INSTRUCTIONS TO FOLLOW: Look below for the line that contains "the blue patterned", then copy it and each following line to the end of the records, minus any pictures.

MATERIAL FOR THE TASK:
....
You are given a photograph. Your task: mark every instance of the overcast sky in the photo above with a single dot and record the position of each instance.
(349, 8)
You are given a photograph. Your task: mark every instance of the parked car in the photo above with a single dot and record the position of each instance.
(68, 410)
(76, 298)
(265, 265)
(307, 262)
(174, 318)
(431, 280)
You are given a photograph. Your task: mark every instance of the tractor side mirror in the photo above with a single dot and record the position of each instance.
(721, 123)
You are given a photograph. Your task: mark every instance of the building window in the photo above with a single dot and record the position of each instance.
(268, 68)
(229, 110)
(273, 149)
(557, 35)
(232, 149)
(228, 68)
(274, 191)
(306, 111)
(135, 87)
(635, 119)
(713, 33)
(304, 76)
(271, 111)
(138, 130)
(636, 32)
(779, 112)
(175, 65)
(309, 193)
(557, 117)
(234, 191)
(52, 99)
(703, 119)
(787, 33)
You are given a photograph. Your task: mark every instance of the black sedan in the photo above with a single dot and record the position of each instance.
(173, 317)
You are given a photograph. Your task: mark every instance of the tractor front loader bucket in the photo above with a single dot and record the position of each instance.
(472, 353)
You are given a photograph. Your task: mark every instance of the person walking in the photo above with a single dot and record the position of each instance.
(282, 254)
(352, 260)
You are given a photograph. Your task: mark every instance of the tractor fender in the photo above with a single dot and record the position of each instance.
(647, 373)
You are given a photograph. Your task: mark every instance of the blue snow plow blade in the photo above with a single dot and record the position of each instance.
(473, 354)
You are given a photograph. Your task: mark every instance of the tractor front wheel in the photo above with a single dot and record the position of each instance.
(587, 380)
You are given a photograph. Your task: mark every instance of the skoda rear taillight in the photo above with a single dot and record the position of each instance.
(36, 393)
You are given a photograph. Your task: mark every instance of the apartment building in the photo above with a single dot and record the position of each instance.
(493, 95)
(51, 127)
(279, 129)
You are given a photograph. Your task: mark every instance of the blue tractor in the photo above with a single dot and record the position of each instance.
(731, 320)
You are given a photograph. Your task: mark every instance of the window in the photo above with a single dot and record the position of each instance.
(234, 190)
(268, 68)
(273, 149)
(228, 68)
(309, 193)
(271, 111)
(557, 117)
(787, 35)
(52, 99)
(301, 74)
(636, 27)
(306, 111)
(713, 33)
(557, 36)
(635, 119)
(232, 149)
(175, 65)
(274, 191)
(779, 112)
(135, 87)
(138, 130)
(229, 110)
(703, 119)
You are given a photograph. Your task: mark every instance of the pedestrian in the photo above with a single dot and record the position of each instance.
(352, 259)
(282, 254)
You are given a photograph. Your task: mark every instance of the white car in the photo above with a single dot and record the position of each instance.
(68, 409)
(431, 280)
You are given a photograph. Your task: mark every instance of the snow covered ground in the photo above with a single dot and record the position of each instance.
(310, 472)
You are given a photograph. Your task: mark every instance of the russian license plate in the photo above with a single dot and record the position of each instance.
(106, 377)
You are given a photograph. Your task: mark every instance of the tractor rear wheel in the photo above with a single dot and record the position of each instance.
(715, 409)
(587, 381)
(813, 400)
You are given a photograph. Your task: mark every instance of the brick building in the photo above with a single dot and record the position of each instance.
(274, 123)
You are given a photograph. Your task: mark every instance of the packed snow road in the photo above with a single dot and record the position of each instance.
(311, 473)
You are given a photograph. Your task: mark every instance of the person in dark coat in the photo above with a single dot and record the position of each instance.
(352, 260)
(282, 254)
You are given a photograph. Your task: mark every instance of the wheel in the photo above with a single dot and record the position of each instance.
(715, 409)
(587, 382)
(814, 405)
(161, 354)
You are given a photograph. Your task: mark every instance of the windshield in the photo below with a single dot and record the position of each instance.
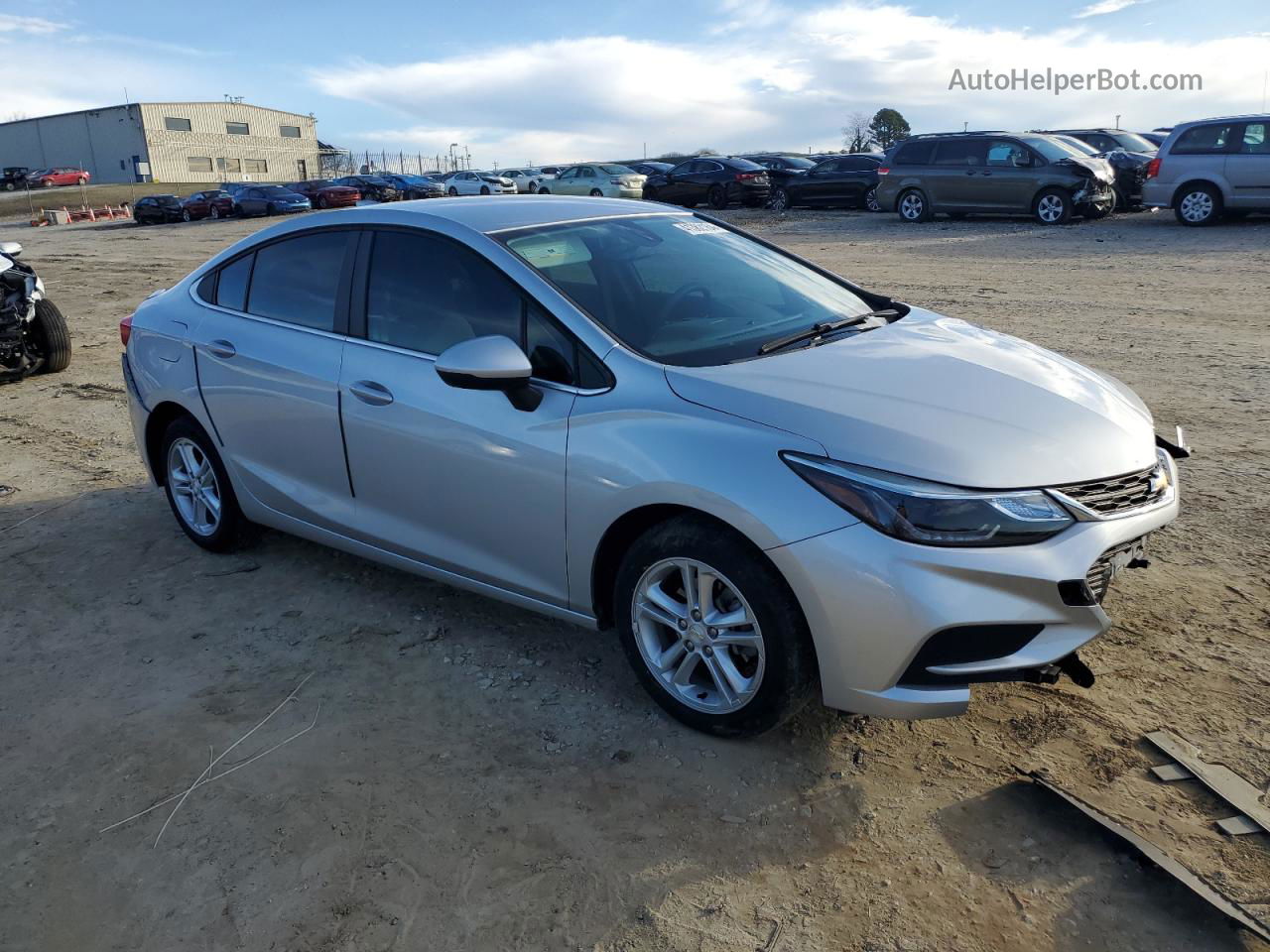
(681, 290)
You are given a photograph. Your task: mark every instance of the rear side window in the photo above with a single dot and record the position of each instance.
(298, 280)
(915, 154)
(1203, 140)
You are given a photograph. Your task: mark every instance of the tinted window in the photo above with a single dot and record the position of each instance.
(961, 151)
(1203, 140)
(296, 280)
(231, 287)
(915, 153)
(426, 294)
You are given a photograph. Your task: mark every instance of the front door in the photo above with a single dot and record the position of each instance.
(457, 479)
(268, 357)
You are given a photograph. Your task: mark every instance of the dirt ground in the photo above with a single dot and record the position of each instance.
(483, 778)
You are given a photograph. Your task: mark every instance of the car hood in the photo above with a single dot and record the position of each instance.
(940, 399)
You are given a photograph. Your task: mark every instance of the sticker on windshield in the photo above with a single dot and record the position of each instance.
(699, 227)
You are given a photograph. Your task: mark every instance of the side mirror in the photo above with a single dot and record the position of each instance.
(494, 362)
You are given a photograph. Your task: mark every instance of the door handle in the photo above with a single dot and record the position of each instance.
(221, 348)
(371, 393)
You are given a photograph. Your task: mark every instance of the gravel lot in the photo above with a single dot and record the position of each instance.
(481, 778)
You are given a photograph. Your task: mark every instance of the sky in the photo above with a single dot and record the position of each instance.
(570, 81)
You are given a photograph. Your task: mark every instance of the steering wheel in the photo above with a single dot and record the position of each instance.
(683, 295)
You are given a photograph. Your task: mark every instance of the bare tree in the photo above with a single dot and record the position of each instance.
(856, 134)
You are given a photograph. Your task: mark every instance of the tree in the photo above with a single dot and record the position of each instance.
(888, 127)
(856, 134)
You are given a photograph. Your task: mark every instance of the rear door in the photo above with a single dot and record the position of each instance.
(457, 479)
(270, 347)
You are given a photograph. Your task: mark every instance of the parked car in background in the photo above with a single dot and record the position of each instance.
(324, 193)
(992, 173)
(774, 484)
(647, 168)
(14, 177)
(716, 180)
(62, 176)
(1211, 167)
(479, 182)
(157, 209)
(372, 186)
(413, 186)
(843, 181)
(598, 180)
(270, 199)
(526, 180)
(214, 203)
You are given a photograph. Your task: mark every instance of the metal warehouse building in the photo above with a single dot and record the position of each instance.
(169, 143)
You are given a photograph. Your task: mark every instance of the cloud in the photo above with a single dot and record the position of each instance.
(783, 79)
(1105, 7)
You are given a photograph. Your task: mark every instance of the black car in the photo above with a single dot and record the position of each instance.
(157, 209)
(1128, 153)
(373, 186)
(716, 180)
(842, 181)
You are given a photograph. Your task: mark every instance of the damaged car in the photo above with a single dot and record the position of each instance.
(993, 173)
(33, 333)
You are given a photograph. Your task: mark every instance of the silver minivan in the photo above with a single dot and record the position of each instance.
(1210, 168)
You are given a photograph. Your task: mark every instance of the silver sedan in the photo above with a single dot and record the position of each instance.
(770, 481)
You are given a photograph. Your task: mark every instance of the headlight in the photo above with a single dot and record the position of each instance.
(931, 513)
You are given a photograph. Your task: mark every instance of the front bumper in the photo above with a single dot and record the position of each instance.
(873, 602)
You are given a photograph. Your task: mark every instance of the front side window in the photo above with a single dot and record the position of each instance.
(681, 290)
(296, 280)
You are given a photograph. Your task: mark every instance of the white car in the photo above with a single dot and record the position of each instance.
(526, 180)
(479, 182)
(598, 179)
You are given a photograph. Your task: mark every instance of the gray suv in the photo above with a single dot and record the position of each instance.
(993, 173)
(1209, 168)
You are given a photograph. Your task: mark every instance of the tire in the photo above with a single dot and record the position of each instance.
(225, 534)
(54, 336)
(1198, 206)
(1053, 206)
(780, 671)
(913, 207)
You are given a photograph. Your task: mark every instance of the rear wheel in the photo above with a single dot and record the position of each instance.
(711, 630)
(53, 336)
(1053, 207)
(913, 207)
(1198, 206)
(198, 489)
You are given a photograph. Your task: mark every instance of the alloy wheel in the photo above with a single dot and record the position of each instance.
(193, 485)
(1197, 206)
(698, 635)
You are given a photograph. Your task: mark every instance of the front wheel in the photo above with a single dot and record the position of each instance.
(53, 336)
(198, 489)
(1053, 207)
(711, 630)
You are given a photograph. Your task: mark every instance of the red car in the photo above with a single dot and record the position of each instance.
(214, 203)
(62, 176)
(325, 194)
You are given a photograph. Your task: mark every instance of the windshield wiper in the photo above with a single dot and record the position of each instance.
(820, 330)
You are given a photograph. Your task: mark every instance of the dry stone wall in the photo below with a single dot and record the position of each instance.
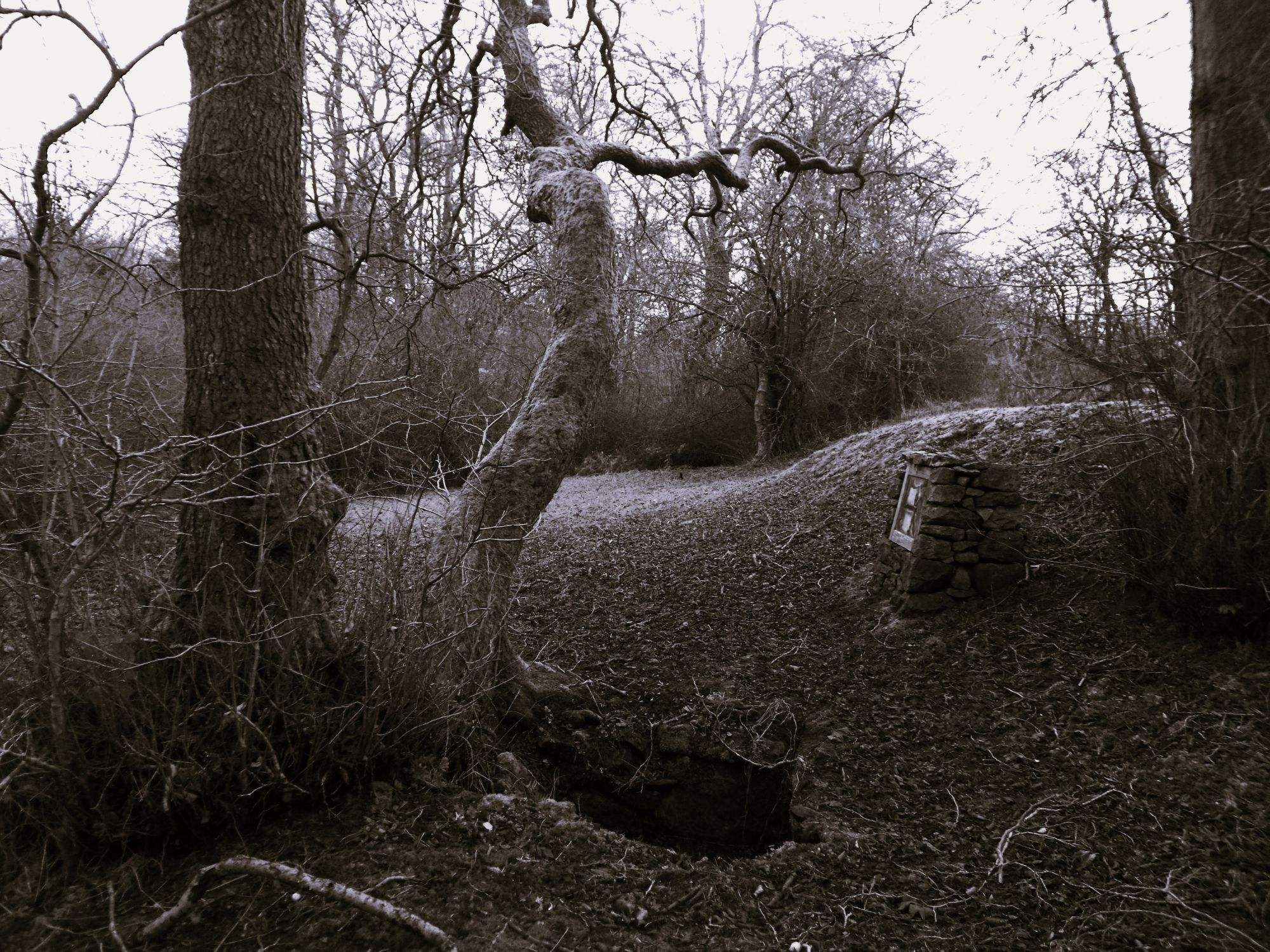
(961, 540)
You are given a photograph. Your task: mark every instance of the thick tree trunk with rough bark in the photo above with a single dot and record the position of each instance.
(775, 407)
(1227, 321)
(252, 559)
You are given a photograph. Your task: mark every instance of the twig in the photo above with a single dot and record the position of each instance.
(114, 927)
(690, 897)
(295, 878)
(1004, 843)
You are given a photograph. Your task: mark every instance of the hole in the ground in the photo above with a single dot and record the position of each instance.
(681, 786)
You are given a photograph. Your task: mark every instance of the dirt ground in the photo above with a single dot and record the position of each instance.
(1045, 772)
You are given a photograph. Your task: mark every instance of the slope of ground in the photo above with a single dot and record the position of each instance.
(1043, 772)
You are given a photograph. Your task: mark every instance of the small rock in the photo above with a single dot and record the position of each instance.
(581, 718)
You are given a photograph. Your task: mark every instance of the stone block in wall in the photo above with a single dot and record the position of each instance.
(999, 478)
(947, 494)
(952, 516)
(926, 576)
(995, 578)
(994, 499)
(928, 548)
(1004, 519)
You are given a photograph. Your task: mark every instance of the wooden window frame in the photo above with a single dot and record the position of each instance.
(912, 496)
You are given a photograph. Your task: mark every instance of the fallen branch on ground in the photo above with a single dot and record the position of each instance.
(295, 878)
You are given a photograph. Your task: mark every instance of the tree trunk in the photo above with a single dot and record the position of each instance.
(775, 407)
(1227, 318)
(476, 552)
(252, 550)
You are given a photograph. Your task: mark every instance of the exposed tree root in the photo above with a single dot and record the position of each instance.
(293, 876)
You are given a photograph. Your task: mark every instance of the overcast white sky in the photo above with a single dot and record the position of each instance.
(971, 69)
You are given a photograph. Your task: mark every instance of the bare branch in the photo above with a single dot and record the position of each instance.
(293, 876)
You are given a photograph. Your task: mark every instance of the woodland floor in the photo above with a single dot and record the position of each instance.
(1047, 772)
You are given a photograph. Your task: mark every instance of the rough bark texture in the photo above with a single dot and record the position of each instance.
(1229, 299)
(477, 549)
(775, 404)
(252, 553)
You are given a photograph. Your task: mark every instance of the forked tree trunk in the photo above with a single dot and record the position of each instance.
(252, 562)
(476, 552)
(1227, 319)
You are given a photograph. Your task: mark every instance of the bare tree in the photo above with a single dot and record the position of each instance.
(476, 553)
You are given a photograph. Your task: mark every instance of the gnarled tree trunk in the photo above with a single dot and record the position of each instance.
(476, 552)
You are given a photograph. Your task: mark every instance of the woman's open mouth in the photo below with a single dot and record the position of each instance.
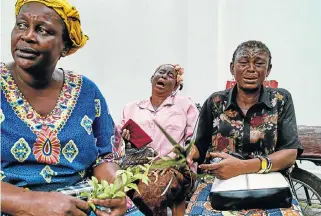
(26, 53)
(160, 84)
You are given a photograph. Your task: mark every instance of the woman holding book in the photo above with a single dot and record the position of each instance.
(177, 115)
(255, 122)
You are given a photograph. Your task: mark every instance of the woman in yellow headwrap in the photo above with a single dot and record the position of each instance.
(55, 124)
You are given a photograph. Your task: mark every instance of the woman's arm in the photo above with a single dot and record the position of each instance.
(20, 201)
(203, 134)
(192, 116)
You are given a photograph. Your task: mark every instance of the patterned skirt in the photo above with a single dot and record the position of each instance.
(200, 205)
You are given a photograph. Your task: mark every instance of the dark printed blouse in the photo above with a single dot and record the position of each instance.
(268, 126)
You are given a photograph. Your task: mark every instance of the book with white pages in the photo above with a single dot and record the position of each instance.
(248, 191)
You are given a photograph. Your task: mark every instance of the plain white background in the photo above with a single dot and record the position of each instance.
(130, 38)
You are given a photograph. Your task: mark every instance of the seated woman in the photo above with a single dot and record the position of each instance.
(55, 124)
(250, 120)
(178, 116)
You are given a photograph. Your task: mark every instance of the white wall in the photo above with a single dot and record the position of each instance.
(128, 39)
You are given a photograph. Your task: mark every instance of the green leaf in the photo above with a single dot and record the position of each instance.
(92, 206)
(103, 196)
(126, 189)
(142, 167)
(119, 172)
(145, 181)
(107, 189)
(94, 179)
(119, 194)
(169, 184)
(133, 186)
(129, 173)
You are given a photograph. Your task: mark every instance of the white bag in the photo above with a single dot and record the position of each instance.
(251, 191)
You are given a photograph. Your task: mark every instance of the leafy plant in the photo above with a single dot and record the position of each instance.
(124, 182)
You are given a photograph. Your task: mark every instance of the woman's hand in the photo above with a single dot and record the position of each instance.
(227, 168)
(125, 134)
(54, 204)
(192, 155)
(118, 206)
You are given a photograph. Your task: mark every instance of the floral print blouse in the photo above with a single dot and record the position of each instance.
(268, 126)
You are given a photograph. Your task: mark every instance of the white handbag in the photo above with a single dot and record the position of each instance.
(251, 191)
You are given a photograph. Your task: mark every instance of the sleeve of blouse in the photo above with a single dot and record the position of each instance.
(287, 128)
(103, 129)
(204, 129)
(192, 116)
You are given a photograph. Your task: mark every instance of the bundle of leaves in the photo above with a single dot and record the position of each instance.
(125, 181)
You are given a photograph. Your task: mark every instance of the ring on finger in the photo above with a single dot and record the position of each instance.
(105, 209)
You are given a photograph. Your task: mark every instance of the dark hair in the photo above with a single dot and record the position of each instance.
(253, 44)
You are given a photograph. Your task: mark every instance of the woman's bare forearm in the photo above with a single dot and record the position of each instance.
(106, 171)
(280, 160)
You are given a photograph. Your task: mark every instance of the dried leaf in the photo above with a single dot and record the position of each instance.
(133, 186)
(167, 187)
(124, 178)
(103, 196)
(119, 194)
(171, 140)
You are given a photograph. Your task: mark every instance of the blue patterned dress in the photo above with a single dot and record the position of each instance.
(45, 153)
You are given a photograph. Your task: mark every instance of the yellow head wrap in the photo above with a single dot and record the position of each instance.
(68, 14)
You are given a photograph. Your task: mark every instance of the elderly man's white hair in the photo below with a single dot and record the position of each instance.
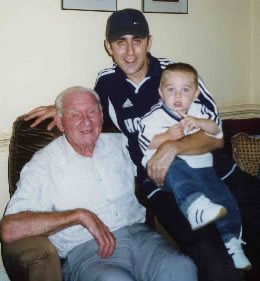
....
OUTPUT FOR THIS TASK:
You are given a photograph. Your task: mark every instance of the blue patterned dress in the photo above with a single dot and record the position of each instance.
(45, 153)
You are given a photograph. Your task: mark every instance of the yellow head wrap in the photo above with a single dot and record the position of each instance.
(68, 14)
You are given a photograph. Your task: mark every instance of the elderly man's white hair in the photo below with a single dot and record the position of each instance.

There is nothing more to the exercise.